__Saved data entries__
* * * * * * *

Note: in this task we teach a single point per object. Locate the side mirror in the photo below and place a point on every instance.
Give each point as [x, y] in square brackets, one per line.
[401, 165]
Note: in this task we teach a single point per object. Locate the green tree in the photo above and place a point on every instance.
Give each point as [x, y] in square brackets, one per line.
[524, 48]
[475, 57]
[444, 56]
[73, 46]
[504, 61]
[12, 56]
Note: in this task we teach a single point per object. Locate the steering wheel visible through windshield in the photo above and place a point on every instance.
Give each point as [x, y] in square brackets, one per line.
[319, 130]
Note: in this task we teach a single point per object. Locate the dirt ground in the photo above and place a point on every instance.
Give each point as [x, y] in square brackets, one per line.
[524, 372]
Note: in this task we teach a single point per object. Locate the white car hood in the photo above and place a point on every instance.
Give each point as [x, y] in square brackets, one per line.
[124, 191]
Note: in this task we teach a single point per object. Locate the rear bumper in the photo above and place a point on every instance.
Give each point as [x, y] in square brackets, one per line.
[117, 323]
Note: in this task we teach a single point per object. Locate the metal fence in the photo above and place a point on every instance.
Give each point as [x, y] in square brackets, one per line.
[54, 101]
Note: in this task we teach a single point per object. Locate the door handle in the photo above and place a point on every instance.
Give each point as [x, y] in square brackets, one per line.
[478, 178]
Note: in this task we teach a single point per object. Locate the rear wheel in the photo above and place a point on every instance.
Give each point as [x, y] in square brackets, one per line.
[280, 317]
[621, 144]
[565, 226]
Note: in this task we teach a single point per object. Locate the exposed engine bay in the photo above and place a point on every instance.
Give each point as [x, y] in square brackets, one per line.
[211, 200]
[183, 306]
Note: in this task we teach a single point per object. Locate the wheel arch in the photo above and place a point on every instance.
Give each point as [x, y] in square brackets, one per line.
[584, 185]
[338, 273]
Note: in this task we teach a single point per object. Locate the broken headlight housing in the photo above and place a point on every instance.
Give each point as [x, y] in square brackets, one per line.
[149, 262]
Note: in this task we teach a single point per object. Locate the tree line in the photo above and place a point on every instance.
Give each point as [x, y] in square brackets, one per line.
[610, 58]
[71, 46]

* * * * * * *

Look through the entries above, find each line containing "wheel", and copy it.

__Task solution__
Note: in this task we teach a single point per object. Locate the steering wheel visible through windshield in the photo above and place a point on every instance.
Note: in this task we teach a single point per object. Locate the rear wheel in the photo above and place a point on every instance.
Note: in this task we teach a single point per object. Locate the wheel arch in the photo above and place a point on every instance.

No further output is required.